- [O PEDIDO]
Troque "point_to" por "find_points" em todas as linhas abaixo e reescreva-as sem alterar mais nada.

- [DADOS DO EXERCÍCIO]
#####
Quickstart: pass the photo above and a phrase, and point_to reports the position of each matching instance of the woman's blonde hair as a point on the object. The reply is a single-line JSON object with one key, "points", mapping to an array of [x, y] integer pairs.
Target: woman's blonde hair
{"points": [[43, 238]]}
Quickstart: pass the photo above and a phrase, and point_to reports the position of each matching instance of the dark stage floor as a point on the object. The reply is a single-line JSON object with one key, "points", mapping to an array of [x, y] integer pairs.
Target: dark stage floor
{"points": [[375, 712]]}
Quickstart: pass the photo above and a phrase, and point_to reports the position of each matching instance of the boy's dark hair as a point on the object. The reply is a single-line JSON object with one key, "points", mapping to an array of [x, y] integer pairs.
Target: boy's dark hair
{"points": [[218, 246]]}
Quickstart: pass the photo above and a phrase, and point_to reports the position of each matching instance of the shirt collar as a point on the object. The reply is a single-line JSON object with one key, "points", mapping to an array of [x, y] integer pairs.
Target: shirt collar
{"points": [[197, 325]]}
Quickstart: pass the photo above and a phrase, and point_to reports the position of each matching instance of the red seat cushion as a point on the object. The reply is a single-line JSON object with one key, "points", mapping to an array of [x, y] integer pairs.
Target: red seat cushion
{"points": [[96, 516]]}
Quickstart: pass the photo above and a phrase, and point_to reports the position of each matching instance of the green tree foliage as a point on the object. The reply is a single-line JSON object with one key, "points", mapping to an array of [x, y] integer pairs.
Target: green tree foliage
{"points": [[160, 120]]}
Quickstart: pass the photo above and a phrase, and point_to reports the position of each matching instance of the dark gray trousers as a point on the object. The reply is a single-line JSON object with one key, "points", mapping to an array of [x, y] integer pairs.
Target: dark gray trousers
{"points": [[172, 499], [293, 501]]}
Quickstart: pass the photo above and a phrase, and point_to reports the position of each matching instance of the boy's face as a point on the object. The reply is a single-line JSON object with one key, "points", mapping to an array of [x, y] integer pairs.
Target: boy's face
#####
- [RESPOSTA DA TAREFA]
Quickstart: pass the photo above and a phrase, and find_points reports the position of each matching instance of the woman's blonde hair as a point on the object. The reply is a single-line JSON object with one key, "points", mapping to an array of [x, y] integer pairs.
Target: woman's blonde hair
{"points": [[43, 238]]}
Quickstart: pass the photo above and a phrase, and find_points reports the position of each matching instance of the dark stage floor as a point on the object. The reply is a single-line JSON object with one key, "points", mapping to an array of [x, y] integer pairs.
Target: dark stage floor
{"points": [[375, 712]]}
Quickstart: pass the photo above and a phrase, and find_points reports the position of each matching instance of the boy's dark hair as a point on the object. The reply is a single-line JSON object with one key, "points", mapping to an array of [x, y] integer pairs.
Target: boy's dark hair
{"points": [[218, 246]]}
Quickstart: pass the photo above and a phrase, and find_points reports the position of each matching instance of the shirt collar as a point on the object. The reply is a single-line JSON object with one key, "points", mapping to an array of [x, y] integer pairs.
Target: shirt collar
{"points": [[197, 325]]}
Quickstart: pass the photo above and a phrase, and find_points reports the position of each matching instance of the red seat cushion as a point on the object. The reply is a single-line JSON object with one key, "points", mapping to an array of [x, y] integer pairs.
Target: red seat cushion
{"points": [[96, 516]]}
Quickstart: pass the photo above and a phrase, and find_points reports the position of each matching instance of the green tree foliage as a point on the object. The reply is a single-line JSON object with one key, "points", mapping to an array of [x, y] integer pairs.
Target: green tree foliage
{"points": [[160, 120]]}
Quickstart: pass the photo above and a phrase, and find_points reports the position of each matching instance of the dark gray trousers as a point on the object. The reply is a single-line JSON object with one key, "points", mapping to an array of [x, y] integer pairs.
Target: dark gray trousers
{"points": [[172, 499], [293, 501]]}
Quickstart: pass the photo above and a phrase, and find_points reports the position of each matching instance of the boy's face as a point on the object. The reply is a single-line JSON object with one key, "points", mapping to an array of [x, y] integer pairs.
Target: boy's face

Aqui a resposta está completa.